Sayfa metni –
........

Şimdi ise bilim insanları, bu gerilemeyi kıtayı çevreleyen sulardaki beklenmedik ve henüz tam olarak açıklanamayan tuzluluk artışına bağladı. Araştırmacılar bulgularını 30 Haziran'da PNAS dergisinde yayımladı.
Araştırmanın başyazarı olan bir bilim insanı, "Şaşırdık. Çünkü eriyen buzu genellikle okyanusun tatlılaşmasıyla ilişkilendiririz. Bu durum, sadece deniz buzunu değil, aynı zamanda altındaki okyanusu da etkileyen Güney Okyanusu'nda daha derin ve yapısal bir değişime işaret ediyor," dedi.
Sıkıntılı Sular
Dünya'nın kutuplarını çevreleyen deniz buzu yazın erir, kışın donar ve minimum ile maksimum arasında dalgalanır. Antarktika'da bu buz, kıtanın giderek daha riskli hale gelen kara buzunu ısınan okyanus sularından koruyan bir hendek görevi görürken, aynı zamanda güneş enerjisinin bir kısmını uzaya geri yansıtır ve karbondioksiti okyanus yüzeyinin altında hapseder.
1979'da uydu izlemeleri başladığından bu yana, Kuzey Kutbu buz örtüsü her on yılda %12'den fazla azalırken, Antarktika'nın buzları istikrarlı bir şekilde büyüyerek 2014'te tüm zamanların en yüksek seviyesine ulaşmıştı. Ancak bu eğilim, 2016'da hızla tersine dönerek temel bir değişime işaret etti.
Bilim insanları, bu değişimin altında yatan temel faktörün iklim değişikliği olduğu konusunda hemfikir. Ancak deniz buzu, okyanus ile hava arasındaki sınırda oluşur ki her ikisi de şaşırtıcı derecede karmaşık sistemlerdir. Bu durum, Güney Okyanusu'nun uzaklığıyla birleşince, karmaşık ısınma mekanizmalarının buz üzerindeki etkilerini tahmin etmeyi zorlaştırıyor.
Yeni araştırmanın arkasındaki bilim insanları, bu durumu incelemek için Avrupa Uzay Ajansı'nın (ESA) Toprak Nemi ve Okyanus Tuzluluğu (SMOS) uydusuna başvurdu. Bu uydu, okyanus yüzeyinden yansıyan mikrodalgaların parlaklığındaki küçük tuzluluk değişikliklerini ölçüyor. Bu sinyal, çözülmesi için son teknoloji algoritmalar gerektiren dağınık bir yapıya sahip olduğundan, analizi ancak yakın zamanda mümkün oldu.

........

Çıkarılan satırlar –
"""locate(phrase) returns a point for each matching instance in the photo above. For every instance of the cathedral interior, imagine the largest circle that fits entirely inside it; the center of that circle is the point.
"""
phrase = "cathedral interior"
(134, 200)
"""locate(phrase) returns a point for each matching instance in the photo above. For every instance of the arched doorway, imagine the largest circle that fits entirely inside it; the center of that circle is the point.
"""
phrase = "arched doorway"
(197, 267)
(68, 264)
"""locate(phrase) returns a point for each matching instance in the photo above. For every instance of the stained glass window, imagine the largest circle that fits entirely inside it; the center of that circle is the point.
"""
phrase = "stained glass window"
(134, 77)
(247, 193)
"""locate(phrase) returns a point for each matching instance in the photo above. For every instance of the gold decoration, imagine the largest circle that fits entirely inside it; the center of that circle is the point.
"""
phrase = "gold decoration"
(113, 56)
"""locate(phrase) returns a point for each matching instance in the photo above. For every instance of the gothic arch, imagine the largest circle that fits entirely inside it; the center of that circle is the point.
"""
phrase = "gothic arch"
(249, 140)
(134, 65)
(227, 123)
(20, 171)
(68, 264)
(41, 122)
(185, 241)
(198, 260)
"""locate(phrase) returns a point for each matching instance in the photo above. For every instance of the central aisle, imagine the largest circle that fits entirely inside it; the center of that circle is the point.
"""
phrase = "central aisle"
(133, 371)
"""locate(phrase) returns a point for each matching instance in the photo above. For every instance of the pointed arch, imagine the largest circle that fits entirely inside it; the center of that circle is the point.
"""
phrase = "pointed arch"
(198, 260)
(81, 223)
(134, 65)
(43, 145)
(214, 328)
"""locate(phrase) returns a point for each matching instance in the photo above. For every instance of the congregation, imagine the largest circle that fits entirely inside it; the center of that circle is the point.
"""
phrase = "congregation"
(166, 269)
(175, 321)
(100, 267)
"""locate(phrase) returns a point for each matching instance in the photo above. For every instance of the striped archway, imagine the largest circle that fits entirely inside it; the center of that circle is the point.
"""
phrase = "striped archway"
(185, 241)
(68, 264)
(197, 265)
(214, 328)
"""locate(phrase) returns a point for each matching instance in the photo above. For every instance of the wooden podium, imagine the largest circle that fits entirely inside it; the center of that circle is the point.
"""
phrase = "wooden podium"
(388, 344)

........

Görev listesi –
**A)** Sayfa metnine göre araştırmacılar bulgularını hangi tarihte ve hangi dergide yayımladı?
**B)** Sayfa metninde "1979'da uydu izlemeleri" sözcüklerinin geçtiği yerden başlayıp "tahmin etmeyi zorlaştırıyor." sözcüklerinden sonra durarak o bölümü birebir kopyala.
**C)** Sayfa metninde "1979'da uydu izlemeleri" diye başlayan paragrafı, ana bilgilerini koruyarak madde listesine dönüştür.

Beklenen çıktılar –
**A)** 30 Haziran'da, PNAS dergisinde.

**B)**
1979'da uydu izlemeleri başladığından bu yana, Kuzey Kutbu buz örtüsü her on yılda %12'den fazla azalırken, Antarktika'nın buzları istikrarlı bir şekilde büyüyerek 2014'te tüm zamanların en yüksek seviyesine ulaşmıştı. Ancak bu eğilim, 2016'da hızla tersine dönerek temel bir değişime işaret etti.
Bilim insanları, bu değişimin altında yatan temel faktörün iklim değişikliği olduğu konusunda hemfikir. Ancak deniz buzu, okyanus ile hava arasındaki sınırda oluşur ki her ikisi de şaşırtıcı derecede karmaşık sistemlerdir. Bu durum, Güney Okyanusu'nun uzaklığıyla birleşince, karmaşık ısınma mekanizmalarının buz üzerindeki etkilerini tahmin etmeyi zorlaştırıyor.

**C)**
- Uydu izlemeleri 1979'da başladı.
- O zamandan bu yana Kuzey Kutbu buz örtüsü her on yılda %12'den fazla azaldı.
- Antarktika'nın buzları istikrarlı bir şekilde büyüyerek 2014'te tüm zamanların en yüksek seviyesine ulaştı.
- Bu eğilim 2016'da hızla tersine dönerek temel bir değişime işaret etti.